Prompt 1: In the text on the Trenton Shooting Stars, who led the team in rebounds during its first IBL season?
Prompt 2: Reproduce the entries word for word, from the line with "Each instance receives one keypoint. Mark the glass" up to and including the last line of the entries.

BEGIN Document passage

The Trenton Shooting Stars were a professional basketball team in the International Basketball League (IBL) from 1999 to 2001.

History
The team was owned by Herb Greenberg and Larry Keating was the president: Kevin Mackey was named coach and director of basketball operations in May 1999, and the newly opened Sovereign Bank Arena was the home court. During the IBL inaugural draft the Shooting Stars selected the following players: Kevin Ollie, Mark Baker, Shawnelle Scott, Todd Lindeman, Tyrone Grant, James Martin, Willie Simms, Moochie Norris, LaMarr Greer, Ryan Bowen and Cassette Wesson. Mackey resigned on January 19, 2000 citing health issues, and he was replaced by his assistant coach John Carideo, who stayed as the head coach until the end of the 2000–01 season. In the first IBL season the team finished with a 32–32 record: Ray Tutt was the leading scorer with 19.4 points per game, while Tyrone Grant led the team in rebounds with 8.8 and Ryan Lorthridge was the assist leader with 8 per game. Lorthridge was also the league assist leader. The Shooting Stars qualified for the playoffs, finishing second in the East Division behind the Cincinnati Stuff, but lost in the first round of the playoffs to the Richmond Rhythm.

In the second season, the team finished with an improved record of 27–25 (.519) and again qualified for the playoffs: they defeated the Cincinnati Stuff in the first round, but lost in the second round to the Grand Rapids Hoops. For the second year in a row, Ryan Lorthridge led the IBL in assists with 8.6 per game. The franchise ceased operations after the IBL folded in 2001.

END Document passage
BEGIN The records

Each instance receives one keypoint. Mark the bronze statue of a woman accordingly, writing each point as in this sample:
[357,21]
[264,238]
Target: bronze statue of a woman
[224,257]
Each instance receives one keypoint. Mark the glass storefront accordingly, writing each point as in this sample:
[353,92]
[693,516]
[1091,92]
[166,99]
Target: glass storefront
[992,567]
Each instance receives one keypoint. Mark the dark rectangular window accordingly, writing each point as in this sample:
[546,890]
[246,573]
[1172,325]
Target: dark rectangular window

END The records

Expected answer 1: Tyrone Grant, with 8.8 rebounds per game.

Expected answer 2:
Each instance receives one keypoint. Mark the glass storefront accordingly, writing each point as in this sample:
[353,92]
[693,516]
[1091,92]
[166,99]
Target: glass storefront
[992,567]
Each instance receives one keypoint. Mark the dark rectangular window accordingly, writing each point as in this sample:
[546,890]
[246,573]
[1172,325]
Target: dark rectangular window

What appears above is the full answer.